Records for the exercise:
^^^^^^^^^^^^^^^^
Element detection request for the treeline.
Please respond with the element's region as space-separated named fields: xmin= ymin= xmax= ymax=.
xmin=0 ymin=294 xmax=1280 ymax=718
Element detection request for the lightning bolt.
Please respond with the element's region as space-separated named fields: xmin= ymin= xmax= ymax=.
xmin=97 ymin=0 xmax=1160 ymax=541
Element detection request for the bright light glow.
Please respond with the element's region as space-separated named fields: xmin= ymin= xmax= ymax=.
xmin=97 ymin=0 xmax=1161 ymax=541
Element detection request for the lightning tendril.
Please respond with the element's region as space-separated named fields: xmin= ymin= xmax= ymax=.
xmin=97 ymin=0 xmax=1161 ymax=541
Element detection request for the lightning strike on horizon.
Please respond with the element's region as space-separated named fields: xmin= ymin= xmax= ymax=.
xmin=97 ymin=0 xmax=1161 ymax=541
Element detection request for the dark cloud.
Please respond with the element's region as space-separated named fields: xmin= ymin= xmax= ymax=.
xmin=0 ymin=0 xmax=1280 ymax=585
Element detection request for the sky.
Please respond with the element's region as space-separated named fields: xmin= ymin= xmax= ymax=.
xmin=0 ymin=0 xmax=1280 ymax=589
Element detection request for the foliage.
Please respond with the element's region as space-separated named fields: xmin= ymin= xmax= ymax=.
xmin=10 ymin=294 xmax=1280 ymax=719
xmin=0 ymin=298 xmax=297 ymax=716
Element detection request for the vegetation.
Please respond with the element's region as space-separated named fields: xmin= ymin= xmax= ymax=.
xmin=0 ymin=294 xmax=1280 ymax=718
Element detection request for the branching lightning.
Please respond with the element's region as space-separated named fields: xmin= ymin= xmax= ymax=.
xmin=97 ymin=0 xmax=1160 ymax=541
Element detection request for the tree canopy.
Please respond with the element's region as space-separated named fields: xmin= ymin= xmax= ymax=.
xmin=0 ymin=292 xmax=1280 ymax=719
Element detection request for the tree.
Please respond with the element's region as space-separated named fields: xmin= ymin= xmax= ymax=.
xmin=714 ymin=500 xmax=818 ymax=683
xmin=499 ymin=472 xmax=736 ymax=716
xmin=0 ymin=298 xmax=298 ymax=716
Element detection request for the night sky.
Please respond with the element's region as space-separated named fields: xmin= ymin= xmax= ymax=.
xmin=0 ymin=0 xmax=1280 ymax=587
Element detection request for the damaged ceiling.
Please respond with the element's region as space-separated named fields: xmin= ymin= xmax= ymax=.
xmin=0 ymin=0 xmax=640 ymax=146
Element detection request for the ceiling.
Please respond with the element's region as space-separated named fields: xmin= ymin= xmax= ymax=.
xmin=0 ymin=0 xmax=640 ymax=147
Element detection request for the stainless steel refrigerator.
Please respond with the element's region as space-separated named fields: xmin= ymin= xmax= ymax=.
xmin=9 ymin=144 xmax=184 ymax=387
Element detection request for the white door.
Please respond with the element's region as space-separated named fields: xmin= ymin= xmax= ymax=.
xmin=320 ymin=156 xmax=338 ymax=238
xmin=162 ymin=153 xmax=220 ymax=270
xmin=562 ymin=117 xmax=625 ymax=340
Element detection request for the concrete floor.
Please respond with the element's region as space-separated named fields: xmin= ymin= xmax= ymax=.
^^^^^^^^^^^^^^^^
Given exercise: Extract every line of the data above that contains the word "lightning". The match is case-sensitive.

Reply to the task:
Element detection request for the lightning bolt.
Element detection request for the lightning tendril.
Element detection request for the lightning strike on horizon.
Element detection request for the branching lightning.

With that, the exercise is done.